GIVEN PROBLEM:
Can you duplicate each of these rows exactly, line for line?

--- Start of SUPPLIED DATA ---

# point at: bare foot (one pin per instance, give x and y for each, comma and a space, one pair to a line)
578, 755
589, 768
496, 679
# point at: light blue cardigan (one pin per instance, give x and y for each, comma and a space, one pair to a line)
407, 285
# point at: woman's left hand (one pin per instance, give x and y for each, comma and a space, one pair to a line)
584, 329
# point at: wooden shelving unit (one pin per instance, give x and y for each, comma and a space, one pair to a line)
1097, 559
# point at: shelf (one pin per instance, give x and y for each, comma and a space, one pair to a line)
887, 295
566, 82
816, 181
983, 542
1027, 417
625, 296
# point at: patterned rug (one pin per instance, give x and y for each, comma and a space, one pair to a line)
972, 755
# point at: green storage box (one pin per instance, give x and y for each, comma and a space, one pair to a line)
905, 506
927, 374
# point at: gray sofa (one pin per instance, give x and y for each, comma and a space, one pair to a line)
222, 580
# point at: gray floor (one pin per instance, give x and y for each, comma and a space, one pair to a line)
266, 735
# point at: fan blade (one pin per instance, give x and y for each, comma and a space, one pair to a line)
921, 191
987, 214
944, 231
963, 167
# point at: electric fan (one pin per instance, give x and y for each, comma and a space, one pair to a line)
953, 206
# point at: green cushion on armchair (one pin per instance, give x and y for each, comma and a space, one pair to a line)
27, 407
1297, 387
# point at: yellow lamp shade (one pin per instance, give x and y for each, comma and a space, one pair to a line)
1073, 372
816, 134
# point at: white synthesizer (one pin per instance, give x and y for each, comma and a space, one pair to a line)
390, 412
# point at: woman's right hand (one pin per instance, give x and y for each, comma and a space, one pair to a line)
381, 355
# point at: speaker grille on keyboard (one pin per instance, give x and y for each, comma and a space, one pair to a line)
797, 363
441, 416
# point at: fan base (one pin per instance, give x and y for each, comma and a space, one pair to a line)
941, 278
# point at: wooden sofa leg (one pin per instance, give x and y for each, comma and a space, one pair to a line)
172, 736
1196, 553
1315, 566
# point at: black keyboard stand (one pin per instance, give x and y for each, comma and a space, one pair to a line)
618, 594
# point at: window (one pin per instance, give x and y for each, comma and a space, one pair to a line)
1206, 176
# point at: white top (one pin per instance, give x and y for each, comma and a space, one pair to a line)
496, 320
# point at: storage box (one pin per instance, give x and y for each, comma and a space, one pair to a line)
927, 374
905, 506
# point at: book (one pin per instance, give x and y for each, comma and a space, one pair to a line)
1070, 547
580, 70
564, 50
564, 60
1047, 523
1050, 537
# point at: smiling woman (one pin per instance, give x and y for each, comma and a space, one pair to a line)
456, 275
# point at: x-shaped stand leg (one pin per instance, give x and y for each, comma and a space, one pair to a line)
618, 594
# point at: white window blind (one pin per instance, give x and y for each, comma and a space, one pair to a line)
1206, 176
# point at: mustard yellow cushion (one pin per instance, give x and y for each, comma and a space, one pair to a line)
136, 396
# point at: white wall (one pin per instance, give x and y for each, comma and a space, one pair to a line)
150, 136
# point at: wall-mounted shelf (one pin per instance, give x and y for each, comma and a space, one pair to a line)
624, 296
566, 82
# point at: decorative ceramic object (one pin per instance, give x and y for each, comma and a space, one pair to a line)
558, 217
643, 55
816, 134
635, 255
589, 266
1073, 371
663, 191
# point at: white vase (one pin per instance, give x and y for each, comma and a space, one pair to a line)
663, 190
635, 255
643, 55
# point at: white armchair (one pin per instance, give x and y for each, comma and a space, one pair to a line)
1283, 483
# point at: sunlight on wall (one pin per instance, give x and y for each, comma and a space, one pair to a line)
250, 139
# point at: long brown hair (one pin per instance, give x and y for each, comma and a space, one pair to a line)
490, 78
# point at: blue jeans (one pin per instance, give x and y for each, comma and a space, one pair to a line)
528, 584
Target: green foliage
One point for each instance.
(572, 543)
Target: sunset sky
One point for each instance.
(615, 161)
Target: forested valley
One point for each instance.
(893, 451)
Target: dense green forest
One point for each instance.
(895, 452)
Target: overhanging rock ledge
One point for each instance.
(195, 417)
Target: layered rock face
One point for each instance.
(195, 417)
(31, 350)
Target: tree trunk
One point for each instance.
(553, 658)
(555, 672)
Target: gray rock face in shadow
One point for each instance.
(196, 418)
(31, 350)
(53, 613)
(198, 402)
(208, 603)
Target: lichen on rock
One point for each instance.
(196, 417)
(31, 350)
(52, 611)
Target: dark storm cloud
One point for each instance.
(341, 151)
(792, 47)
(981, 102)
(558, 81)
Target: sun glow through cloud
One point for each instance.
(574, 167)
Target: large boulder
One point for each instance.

--- End of SUPPLIED DATA ---

SOLUTION:
# point at: bare foot (one pin per instance, give x and y for each, comma and a space, one pair to a line)
578, 755
589, 768
496, 679
# point at: light blue cardigan (one pin per instance, give x and y for each, comma and a space, one pair to a line)
407, 285
# point at: woman's left hand (one pin per instance, give x and y for each, comma and a space, one pair to a line)
584, 329
# point at: wooden shelving unit (one pin per instance, give x and y for each, comma and a space, one pair to a line)
1097, 559
# point at: shelf (one pin per instance, give x and y for each, comma and a space, one pair to a line)
887, 295
566, 82
816, 181
983, 542
1027, 417
625, 296
# point at: patterned rug (one pin per instance, give x and y for each, comma and a space, one pair to a line)
972, 755
# point at: green storage box (one pin per instance, give x and y for each, comma and a space, one pair to a line)
905, 506
927, 374
# point at: gray sofa (one pin per instance, give x and y for each, comma and a space, one pair to a line)
222, 580
# point at: gray floor (one pin per instance, give x and y for each, comma and a space, one pair to a line)
266, 735
# point at: fan blade (one pin per instance, give x and y for each, comma and a space, one pair to a line)
921, 191
987, 214
944, 231
963, 167
# point at: electric fan (one pin per instance, give x and y for each, comma and a space, one pair to a line)
953, 206
# point at: green cushion on armchair (one pin per instance, give x and y for each, comma and a space, one pair to a line)
27, 407
1297, 387
# point at: yellow lamp shade (one pin per instance, give x and y for each, comma and a space, one pair to a line)
1073, 372
816, 134
# point at: white synthesizer (one pin per instance, give x and y for each, comma and a space, one pair to a line)
390, 412
# point at: woman's right hand (one pin per instance, give x and y for each, comma and a space, one pair to a line)
381, 355
# point at: speaker grille on keyboard (one pin per instance, give x and y for each, comma and a space, one pair to a line)
797, 363
441, 416
# point at: fan base (one pin per instance, give x and y for each, comma and a space, one pair to a line)
941, 278
# point at: wooden sofa leg (one pin per instance, give x and y for each, comma and a space, one pair to a line)
172, 736
1196, 553
1315, 566
# point at: black keyboard stand (one pin per instance, give x and y for each, comma and a space, one pair to a line)
618, 594
# point at: window (one pin per instance, give x and y for each, comma and a space, one pair to a line)
1206, 176
# point at: white top (one pin per instance, give x and y for each, comma and a space, one pair to a line)
496, 320
# point at: storage box (one pin per instance, give x and y for each, comma and a space, one pair to a line)
927, 374
905, 506
# point at: book (one pin per instance, give x and y for each, comma and a space, one pair to a line)
1070, 547
580, 70
564, 50
564, 60
1047, 523
1050, 537
# point at: smiling woman (one pin per instance, give x and y for each, comma and a space, one pair to a line)
456, 275
# point at: x-shaped stand leg (one pin per instance, give x and y for each, comma and a space, one pair to a line)
618, 594
# point at: white window blind (one pin per instance, give x and y for each, comma and a space, one pair to a line)
1206, 176
# point at: mustard yellow cushion (one pin per instance, give x and y for each, comma and a space, one pair to a line)
136, 396
# point at: white wall (one pin per instance, give x and y for each, comma and a space, one pair to a line)
150, 136
# point at: wall-mounted shelf (one pin per instance, give x and y for each, comma and a space, one pair to a line)
624, 296
566, 82
# point at: decorative ceramic object (one pin per instance, give x and y for each, comma and a space, one pair to a line)
558, 217
643, 55
816, 134
635, 255
589, 266
1073, 371
663, 191
# point at: white vase (one pin per instance, give x and y for each, comma and a space, one pair to a line)
663, 190
635, 255
643, 55
# point at: white armchair (one pin per instance, give x and y for each, comma and a space, one pair to a line)
1283, 483
# point at: sunlight on wall (one pin per instance, give x and y for each, comma and a space, one pair to a line)
250, 139
# point at: long brown hair (one pin per instance, give x and y for each, comma and a space, one pair to a line)
490, 78
# point at: blue jeans (one pin per instance, give x and y for each, comma and a space, one pair to a line)
528, 584
Target: green foliage
One point for each instance.
(572, 543)
Target: sunset sky
One point for each instance.
(615, 161)
Target: forested valley
One point for each instance.
(893, 451)
Target: dense green forest
One point for each instance.
(895, 452)
Target: overhanging rock ledge
One point for each instance.
(195, 417)
Target: layered rock face
One point for each instance.
(195, 417)
(31, 350)
Target: tree trunk
One point for each instance.
(553, 658)
(555, 672)
Target: gray rock face in shadow
One point for each instance.
(196, 418)
(31, 350)
(53, 613)
(198, 402)
(208, 603)
Target: lichen on rock
One point for each instance.
(196, 417)
(31, 350)
(52, 611)
Target: dark storm cloud
One point for each instance.
(341, 151)
(792, 47)
(981, 102)
(558, 81)
Target: sun glow through cloud
One point for each instance.
(574, 167)
Target: large boulder
One point for each instance.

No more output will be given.